PROBLEM DESCRIPTION:
Convert every line of the records below into a Markdown table with the columns Row and Line. Number each row and leave out any blank lines.
++++ AVAILABLE RECORDS ++++
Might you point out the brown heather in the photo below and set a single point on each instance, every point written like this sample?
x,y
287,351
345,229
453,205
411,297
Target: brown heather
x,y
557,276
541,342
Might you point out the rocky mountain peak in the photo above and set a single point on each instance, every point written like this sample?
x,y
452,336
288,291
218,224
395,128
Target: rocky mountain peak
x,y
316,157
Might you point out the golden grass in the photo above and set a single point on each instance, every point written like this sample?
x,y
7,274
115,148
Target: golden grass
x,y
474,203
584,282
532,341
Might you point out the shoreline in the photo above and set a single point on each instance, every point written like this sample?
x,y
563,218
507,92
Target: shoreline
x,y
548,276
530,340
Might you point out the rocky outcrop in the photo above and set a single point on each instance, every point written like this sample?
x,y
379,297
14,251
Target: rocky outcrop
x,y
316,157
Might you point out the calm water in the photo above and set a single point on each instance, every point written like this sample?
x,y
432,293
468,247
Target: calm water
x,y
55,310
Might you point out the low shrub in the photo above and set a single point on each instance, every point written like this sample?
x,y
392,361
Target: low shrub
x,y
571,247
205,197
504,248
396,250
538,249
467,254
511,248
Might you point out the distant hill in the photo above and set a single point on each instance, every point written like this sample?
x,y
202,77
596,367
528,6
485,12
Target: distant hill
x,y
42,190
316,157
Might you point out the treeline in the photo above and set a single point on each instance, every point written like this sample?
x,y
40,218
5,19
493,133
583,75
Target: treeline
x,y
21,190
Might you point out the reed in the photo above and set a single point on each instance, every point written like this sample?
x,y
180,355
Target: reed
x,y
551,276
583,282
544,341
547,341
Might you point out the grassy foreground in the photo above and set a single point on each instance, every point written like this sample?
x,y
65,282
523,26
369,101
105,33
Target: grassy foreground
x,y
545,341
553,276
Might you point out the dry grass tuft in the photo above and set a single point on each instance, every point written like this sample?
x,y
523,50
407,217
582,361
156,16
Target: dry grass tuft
++++
REPLY TO THE TASK:
| Row | Line |
|---|---|
| 1 | Might you point out the brown heather in the photo below and set a single point on each instance, every point written like this sample? |
| 2 | x,y |
| 3 | 287,351 |
| 4 | 345,229 |
| 5 | 453,205 |
| 6 | 411,297 |
| 7 | Target: brown heather |
| 8 | x,y |
| 9 | 557,276 |
| 10 | 541,342 |
| 11 | Might you point out the rocky mountain peak in the photo above and set a single point on each instance, every point written like this sample? |
| 12 | x,y |
| 13 | 452,336 |
| 14 | 288,291 |
| 15 | 218,224 |
| 16 | 395,128 |
| 17 | Target: rocky mountain peak |
| 18 | x,y |
| 19 | 316,157 |
| 20 | Might you point out the golden grass in the photo above and set a single point on each instance, every point written like this sample? |
| 21 | x,y |
| 22 | 7,274 |
| 23 | 115,148 |
| 24 | Target: golden grass |
| 25 | x,y |
| 26 | 474,203 |
| 27 | 584,282 |
| 28 | 532,341 |
| 29 | Might you point out the shoreline in the photo above and set a single point on each instance, every point written like this sample? |
| 30 | x,y |
| 31 | 563,218 |
| 32 | 507,92 |
| 33 | Target: shoreline |
| 34 | x,y |
| 35 | 548,276 |
| 36 | 530,340 |
| 37 | Might you point out the rocky outcrop in the photo above and set a single point on each instance, every point written like this sample? |
| 38 | x,y |
| 39 | 379,297 |
| 40 | 14,251 |
| 41 | Target: rocky outcrop |
| 42 | x,y |
| 43 | 316,157 |
| 44 | Might you point out the calm water in the photo above and set a single point on each instance, every point written like this sample? |
| 45 | x,y |
| 46 | 432,293 |
| 47 | 468,247 |
| 48 | Target: calm water |
| 49 | x,y |
| 50 | 55,310 |
| 51 | Might you point out the low shrub in the photo above and set a single point on each instance, every point written like this sample? |
| 52 | x,y |
| 53 | 392,361 |
| 54 | Target: low shrub |
| 55 | x,y |
| 56 | 571,247 |
| 57 | 205,197 |
| 58 | 504,248 |
| 59 | 396,250 |
| 60 | 538,249 |
| 61 | 467,254 |
| 62 | 511,248 |
| 63 | Might you point out the distant hill in the photo above and set a single point on each instance, every point written like this sample? |
| 64 | x,y |
| 65 | 202,77 |
| 66 | 596,367 |
| 67 | 528,6 |
| 68 | 485,12 |
| 69 | Target: distant hill |
| 70 | x,y |
| 71 | 42,190 |
| 72 | 316,157 |
| 73 | Might you point out the treeline in the photo above and set a single point on each instance, every point written like this sample? |
| 74 | x,y |
| 75 | 40,218 |
| 76 | 5,19 |
| 77 | 493,133 |
| 78 | 583,75 |
| 79 | Target: treeline |
| 80 | x,y |
| 81 | 21,190 |
| 82 | Might you point out the reed in the photo above and set a single point on each instance, every point written like this sample? |
| 83 | x,y |
| 84 | 180,355 |
| 85 | Target: reed |
| 86 | x,y |
| 87 | 551,276 |
| 88 | 583,282 |
| 89 | 544,341 |
| 90 | 547,341 |
| 91 | Might you point out the grassy foreground in the photo above and set a single point on each instance, every point written like this sample? |
| 92 | x,y |
| 93 | 65,282 |
| 94 | 523,26 |
| 95 | 369,101 |
| 96 | 105,33 |
| 97 | Target: grassy foreground |
| 98 | x,y |
| 99 | 545,341 |
| 100 | 553,276 |
| 101 | Might you point out the dry grass tuft in the photo above and set a single point on each instance, every point written like this sample? |
| 102 | x,y |
| 103 | 523,50 |
| 104 | 407,217 |
| 105 | 582,361 |
| 106 | 156,16 |
| 107 | Target: dry grass tuft |